— START INPUT —

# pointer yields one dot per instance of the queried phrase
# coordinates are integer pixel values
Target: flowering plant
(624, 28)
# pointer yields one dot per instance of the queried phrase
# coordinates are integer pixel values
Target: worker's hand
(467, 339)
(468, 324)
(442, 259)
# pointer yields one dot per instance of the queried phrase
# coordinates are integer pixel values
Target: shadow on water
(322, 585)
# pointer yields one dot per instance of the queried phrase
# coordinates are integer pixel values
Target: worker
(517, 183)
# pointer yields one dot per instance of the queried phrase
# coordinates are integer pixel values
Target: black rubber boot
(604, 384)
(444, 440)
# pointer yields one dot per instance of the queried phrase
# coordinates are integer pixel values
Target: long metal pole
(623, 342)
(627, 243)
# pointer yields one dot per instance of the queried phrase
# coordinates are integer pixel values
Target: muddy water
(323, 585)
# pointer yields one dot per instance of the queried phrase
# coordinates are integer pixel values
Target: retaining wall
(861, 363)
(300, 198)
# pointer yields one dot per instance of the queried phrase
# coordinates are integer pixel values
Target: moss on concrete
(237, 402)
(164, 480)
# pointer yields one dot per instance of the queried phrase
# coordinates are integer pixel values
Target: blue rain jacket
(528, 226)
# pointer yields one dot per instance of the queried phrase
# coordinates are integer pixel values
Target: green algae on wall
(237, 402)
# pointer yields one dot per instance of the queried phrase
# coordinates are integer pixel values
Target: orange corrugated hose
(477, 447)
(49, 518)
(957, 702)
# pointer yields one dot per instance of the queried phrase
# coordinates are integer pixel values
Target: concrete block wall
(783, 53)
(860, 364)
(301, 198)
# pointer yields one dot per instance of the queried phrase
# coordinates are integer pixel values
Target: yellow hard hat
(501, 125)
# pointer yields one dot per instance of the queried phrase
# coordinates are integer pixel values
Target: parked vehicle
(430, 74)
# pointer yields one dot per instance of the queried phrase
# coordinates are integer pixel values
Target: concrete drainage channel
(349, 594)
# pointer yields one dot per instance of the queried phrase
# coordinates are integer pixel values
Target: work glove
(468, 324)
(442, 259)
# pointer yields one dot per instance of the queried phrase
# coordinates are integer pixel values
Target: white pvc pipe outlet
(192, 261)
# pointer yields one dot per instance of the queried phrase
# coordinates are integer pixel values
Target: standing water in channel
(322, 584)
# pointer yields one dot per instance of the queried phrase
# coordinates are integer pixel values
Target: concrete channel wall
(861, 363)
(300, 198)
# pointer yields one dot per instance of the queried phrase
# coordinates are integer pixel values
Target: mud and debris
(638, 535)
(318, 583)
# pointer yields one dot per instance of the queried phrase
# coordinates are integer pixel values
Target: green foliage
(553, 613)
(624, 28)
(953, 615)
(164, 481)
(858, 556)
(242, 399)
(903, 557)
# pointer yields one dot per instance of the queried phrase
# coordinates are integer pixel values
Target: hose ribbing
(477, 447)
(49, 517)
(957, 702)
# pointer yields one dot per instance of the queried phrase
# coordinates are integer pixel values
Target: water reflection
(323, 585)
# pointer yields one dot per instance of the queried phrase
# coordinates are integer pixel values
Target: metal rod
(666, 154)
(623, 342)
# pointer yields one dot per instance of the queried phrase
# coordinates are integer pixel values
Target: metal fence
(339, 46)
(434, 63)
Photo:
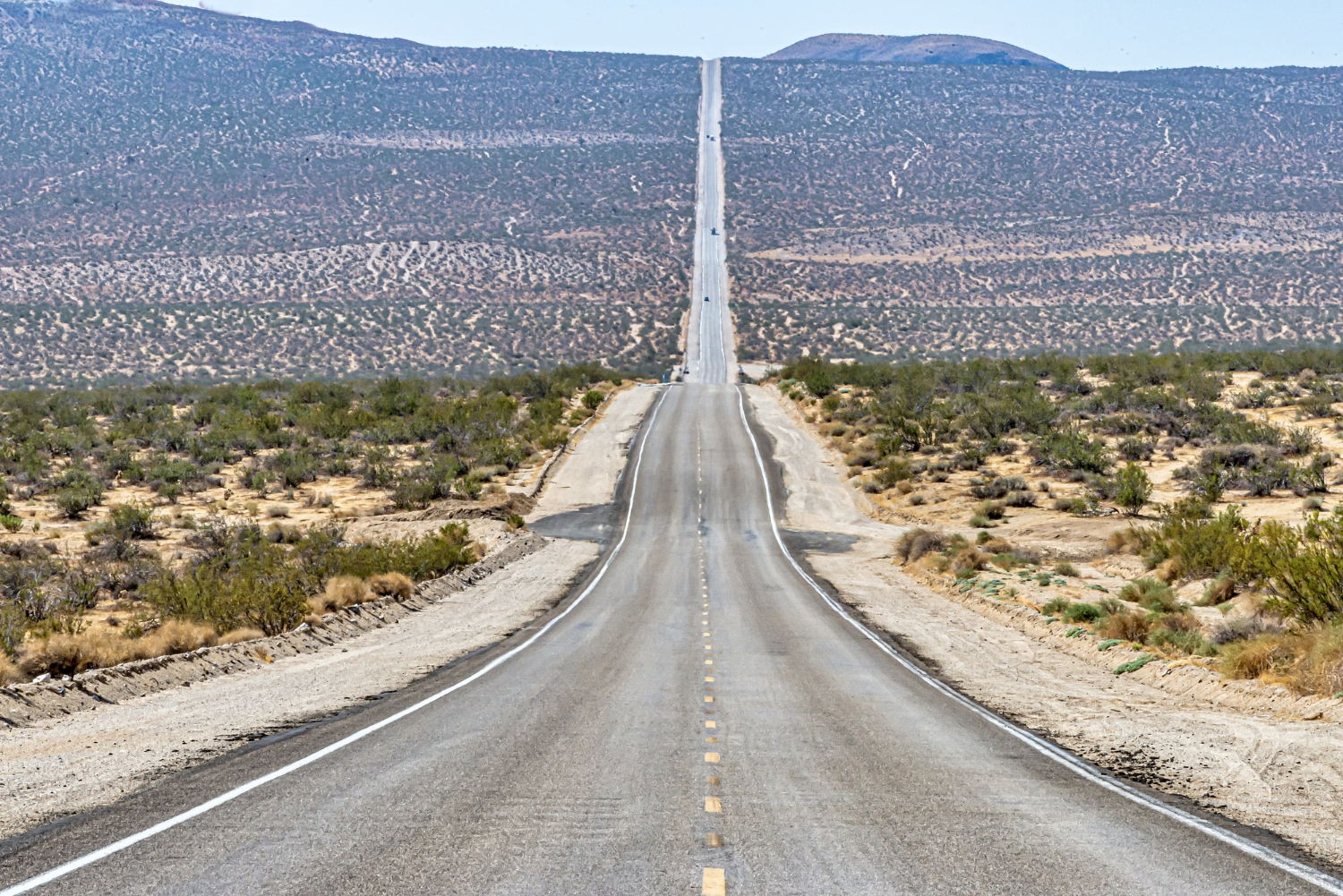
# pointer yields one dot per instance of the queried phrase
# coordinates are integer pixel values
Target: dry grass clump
(391, 584)
(238, 636)
(1125, 627)
(10, 672)
(967, 560)
(341, 592)
(1310, 662)
(916, 543)
(69, 654)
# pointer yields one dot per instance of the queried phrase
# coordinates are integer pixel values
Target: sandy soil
(89, 759)
(93, 758)
(588, 474)
(1281, 774)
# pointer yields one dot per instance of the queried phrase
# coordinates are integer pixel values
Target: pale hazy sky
(1100, 34)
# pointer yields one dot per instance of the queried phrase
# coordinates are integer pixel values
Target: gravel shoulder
(1262, 767)
(69, 764)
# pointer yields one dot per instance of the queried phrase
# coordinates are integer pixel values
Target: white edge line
(98, 855)
(1057, 754)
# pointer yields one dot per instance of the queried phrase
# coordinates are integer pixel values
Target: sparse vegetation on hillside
(204, 196)
(1107, 432)
(188, 466)
(892, 212)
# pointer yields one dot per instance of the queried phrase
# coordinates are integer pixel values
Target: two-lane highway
(709, 340)
(697, 719)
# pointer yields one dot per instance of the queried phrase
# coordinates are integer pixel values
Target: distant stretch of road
(709, 341)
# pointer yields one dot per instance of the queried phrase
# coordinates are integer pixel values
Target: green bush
(1084, 613)
(1150, 594)
(75, 500)
(1133, 490)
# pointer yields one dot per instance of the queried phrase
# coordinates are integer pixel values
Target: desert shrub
(999, 488)
(391, 584)
(1150, 594)
(1133, 490)
(1125, 627)
(1244, 629)
(967, 560)
(1217, 592)
(77, 499)
(1071, 450)
(1202, 547)
(1072, 506)
(1056, 606)
(1084, 613)
(990, 509)
(916, 543)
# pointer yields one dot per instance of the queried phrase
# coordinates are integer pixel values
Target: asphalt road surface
(709, 344)
(701, 711)
(697, 718)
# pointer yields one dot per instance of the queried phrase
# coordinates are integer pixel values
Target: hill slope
(942, 48)
(929, 211)
(198, 195)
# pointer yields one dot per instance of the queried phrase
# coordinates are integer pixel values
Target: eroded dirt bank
(1254, 764)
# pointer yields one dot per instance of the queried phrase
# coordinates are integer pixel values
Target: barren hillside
(886, 211)
(195, 195)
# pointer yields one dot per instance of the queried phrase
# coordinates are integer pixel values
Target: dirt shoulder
(1259, 762)
(62, 766)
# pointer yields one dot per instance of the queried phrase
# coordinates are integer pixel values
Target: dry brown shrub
(67, 654)
(969, 559)
(1123, 542)
(341, 592)
(916, 543)
(997, 546)
(1125, 627)
(1308, 661)
(1168, 571)
(238, 636)
(1219, 592)
(10, 673)
(179, 636)
(391, 584)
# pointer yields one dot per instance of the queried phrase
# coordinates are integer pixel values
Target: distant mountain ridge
(939, 48)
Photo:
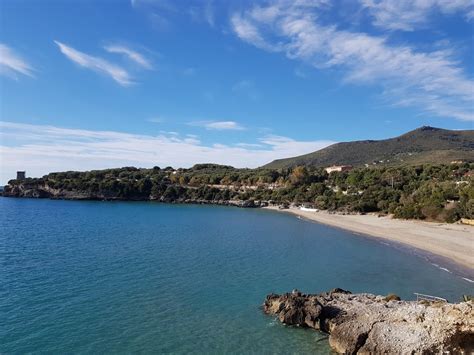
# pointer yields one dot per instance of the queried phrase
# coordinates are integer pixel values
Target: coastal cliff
(369, 324)
(441, 193)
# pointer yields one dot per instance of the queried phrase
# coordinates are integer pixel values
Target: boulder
(368, 324)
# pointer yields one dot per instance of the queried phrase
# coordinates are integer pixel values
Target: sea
(144, 277)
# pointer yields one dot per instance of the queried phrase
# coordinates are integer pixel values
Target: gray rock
(369, 324)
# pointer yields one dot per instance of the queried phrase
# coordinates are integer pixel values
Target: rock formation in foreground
(368, 324)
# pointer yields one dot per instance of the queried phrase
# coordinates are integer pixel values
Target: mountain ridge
(422, 145)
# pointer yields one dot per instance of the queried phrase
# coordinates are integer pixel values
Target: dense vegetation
(432, 192)
(421, 146)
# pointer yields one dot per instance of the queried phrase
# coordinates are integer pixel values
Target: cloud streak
(42, 149)
(11, 63)
(99, 65)
(130, 54)
(430, 81)
(407, 15)
(218, 125)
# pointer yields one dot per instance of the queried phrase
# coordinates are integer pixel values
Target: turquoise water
(118, 277)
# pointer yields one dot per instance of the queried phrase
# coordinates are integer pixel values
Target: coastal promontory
(369, 324)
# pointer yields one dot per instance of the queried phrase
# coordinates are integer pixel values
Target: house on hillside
(333, 168)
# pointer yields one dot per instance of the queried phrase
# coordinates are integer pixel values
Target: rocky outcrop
(370, 324)
(36, 190)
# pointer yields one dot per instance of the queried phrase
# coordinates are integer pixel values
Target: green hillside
(423, 145)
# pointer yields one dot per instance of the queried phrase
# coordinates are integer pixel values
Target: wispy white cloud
(203, 11)
(130, 54)
(42, 149)
(218, 125)
(11, 63)
(432, 81)
(156, 120)
(96, 64)
(407, 15)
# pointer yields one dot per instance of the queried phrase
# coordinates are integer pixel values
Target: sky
(98, 84)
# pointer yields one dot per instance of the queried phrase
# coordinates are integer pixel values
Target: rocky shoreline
(44, 191)
(370, 324)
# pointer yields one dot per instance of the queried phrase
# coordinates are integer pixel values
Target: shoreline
(452, 242)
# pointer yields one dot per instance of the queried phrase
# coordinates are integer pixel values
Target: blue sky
(96, 84)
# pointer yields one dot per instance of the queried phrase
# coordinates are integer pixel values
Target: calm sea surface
(118, 277)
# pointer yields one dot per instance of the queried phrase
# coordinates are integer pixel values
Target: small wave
(444, 269)
(441, 268)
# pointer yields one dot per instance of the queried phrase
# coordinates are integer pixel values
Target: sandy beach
(452, 241)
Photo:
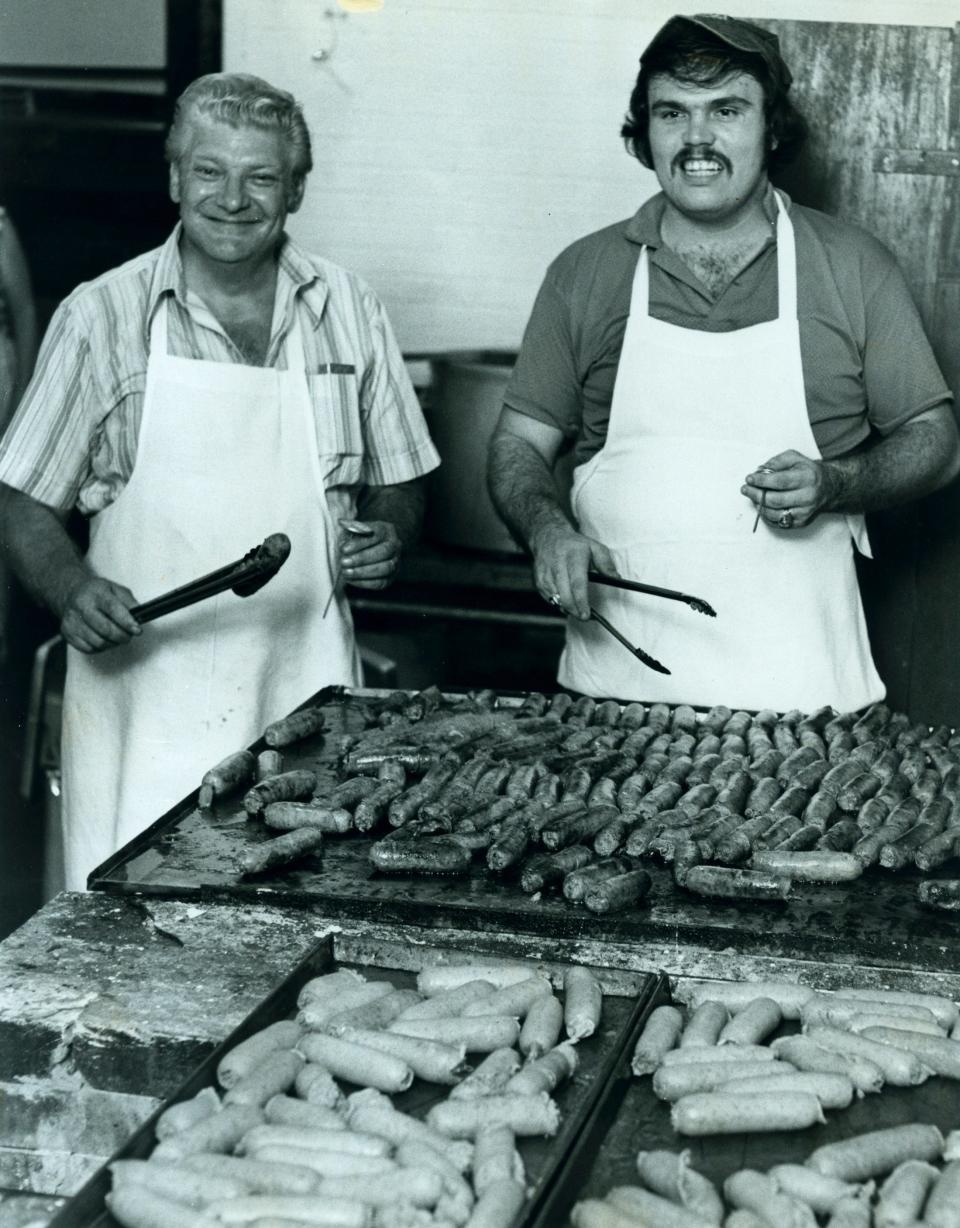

— END INPUT —

## WRITTEN PROBLEM:
Count the lines in the entries above that contain the word "ridge" and give only the number.

## CORRECT OUTPUT:
2